ASSIGNED TASK → Each entry below is to be restated word for word, with no pictures carried over.

──────────────────────────────

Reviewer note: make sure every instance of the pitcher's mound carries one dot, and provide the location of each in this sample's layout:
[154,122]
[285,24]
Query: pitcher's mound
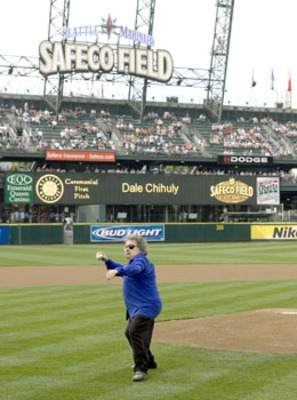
[261,331]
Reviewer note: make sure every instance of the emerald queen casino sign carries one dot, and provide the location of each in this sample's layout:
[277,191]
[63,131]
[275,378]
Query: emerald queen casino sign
[62,56]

──────────────────────────────

ANSWER FOR THIS EXERCISE →
Reviewer note: make sure every instance of the pitcher's mound carries one dot, and provide the location of each in this sample's layout:
[154,122]
[285,24]
Query: pitcher's mound
[261,331]
Reviewer note: make sure every instance of the emerald queen casino sign carries one dot, and provide the location of each in this sample's layout:
[277,191]
[63,131]
[275,378]
Query: emerald queen casino sign
[62,56]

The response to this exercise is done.